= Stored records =
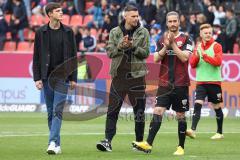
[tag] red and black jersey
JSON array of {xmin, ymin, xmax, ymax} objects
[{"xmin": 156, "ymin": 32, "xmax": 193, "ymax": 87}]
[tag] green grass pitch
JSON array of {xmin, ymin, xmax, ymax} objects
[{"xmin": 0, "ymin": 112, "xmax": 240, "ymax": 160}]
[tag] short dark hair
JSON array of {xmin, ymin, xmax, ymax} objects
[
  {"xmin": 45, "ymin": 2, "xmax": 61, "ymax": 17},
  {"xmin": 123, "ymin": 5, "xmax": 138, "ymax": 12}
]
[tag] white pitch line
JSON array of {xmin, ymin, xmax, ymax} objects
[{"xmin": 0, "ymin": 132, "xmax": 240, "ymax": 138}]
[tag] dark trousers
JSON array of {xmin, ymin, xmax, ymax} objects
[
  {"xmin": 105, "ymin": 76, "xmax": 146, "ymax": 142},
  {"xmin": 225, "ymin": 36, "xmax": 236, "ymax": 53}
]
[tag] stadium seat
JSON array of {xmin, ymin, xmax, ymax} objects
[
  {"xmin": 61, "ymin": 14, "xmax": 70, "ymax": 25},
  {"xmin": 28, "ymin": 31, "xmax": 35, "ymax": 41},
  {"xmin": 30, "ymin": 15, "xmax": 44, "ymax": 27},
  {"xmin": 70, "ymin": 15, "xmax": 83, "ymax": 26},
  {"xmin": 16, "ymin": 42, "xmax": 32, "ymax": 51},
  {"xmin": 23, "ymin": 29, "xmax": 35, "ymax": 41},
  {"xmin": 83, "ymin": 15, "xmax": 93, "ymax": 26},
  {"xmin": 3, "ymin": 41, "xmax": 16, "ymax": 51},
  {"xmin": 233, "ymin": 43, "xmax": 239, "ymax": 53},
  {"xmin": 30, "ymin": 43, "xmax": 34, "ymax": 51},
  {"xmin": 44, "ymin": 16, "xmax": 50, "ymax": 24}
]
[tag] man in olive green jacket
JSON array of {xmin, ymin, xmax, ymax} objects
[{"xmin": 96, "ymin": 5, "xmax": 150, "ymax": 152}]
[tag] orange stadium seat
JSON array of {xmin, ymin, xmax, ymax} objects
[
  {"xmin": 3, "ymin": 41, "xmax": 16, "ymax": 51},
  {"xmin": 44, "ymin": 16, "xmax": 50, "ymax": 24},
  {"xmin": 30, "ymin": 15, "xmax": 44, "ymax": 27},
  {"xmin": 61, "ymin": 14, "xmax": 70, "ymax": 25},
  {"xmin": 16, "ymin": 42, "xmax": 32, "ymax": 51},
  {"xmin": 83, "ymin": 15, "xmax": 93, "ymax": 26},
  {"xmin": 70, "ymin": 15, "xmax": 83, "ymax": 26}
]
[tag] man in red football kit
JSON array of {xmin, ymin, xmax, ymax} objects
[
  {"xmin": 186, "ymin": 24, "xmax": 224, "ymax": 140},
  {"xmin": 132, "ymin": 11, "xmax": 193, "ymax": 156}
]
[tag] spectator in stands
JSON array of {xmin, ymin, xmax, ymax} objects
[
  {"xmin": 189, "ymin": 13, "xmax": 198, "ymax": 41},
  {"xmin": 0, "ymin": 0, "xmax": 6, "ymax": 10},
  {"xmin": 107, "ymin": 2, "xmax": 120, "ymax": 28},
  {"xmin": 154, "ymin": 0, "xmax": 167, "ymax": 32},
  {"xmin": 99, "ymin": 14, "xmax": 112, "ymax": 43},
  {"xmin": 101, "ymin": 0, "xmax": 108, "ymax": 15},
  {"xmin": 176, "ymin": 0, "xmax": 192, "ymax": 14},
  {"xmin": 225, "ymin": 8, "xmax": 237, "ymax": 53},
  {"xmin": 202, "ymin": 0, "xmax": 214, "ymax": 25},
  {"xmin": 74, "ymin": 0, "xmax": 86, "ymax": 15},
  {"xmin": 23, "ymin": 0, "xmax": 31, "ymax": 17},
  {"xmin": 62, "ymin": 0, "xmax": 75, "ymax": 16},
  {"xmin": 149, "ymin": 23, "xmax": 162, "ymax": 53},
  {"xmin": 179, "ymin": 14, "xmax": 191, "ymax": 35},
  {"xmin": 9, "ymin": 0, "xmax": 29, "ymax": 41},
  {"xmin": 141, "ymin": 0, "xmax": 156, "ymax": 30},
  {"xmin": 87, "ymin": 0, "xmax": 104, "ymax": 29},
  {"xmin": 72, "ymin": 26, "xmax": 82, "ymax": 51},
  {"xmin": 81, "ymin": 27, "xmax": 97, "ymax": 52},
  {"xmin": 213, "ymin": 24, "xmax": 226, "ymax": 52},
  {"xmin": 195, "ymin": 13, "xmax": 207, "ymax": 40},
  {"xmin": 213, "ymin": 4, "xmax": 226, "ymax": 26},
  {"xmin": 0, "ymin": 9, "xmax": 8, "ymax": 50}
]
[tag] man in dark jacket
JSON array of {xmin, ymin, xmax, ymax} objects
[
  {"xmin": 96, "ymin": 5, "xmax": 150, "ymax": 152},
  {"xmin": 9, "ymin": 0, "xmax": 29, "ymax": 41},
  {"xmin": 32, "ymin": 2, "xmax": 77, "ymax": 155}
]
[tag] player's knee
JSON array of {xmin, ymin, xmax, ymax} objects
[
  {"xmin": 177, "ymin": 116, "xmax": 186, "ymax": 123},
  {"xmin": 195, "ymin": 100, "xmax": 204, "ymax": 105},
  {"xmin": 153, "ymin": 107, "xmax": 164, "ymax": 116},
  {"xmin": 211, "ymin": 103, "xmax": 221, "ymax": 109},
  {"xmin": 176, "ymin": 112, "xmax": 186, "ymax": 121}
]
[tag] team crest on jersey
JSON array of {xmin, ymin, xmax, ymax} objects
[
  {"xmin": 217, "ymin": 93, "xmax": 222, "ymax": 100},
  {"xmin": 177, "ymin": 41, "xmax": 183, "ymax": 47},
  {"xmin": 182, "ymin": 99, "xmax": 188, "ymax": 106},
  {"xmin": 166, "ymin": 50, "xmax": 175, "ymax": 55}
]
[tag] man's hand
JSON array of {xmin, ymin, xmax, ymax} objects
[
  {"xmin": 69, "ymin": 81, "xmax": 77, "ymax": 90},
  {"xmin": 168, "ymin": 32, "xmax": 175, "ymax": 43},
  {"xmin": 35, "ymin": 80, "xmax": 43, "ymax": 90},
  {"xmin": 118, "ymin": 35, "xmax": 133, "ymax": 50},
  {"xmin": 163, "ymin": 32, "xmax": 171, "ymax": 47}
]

= YOUR ASSIGNMENT =
Among these entries, how many lines include the string "stadium"? Reply with the number by itself.

= WRITTEN ANSWER =
2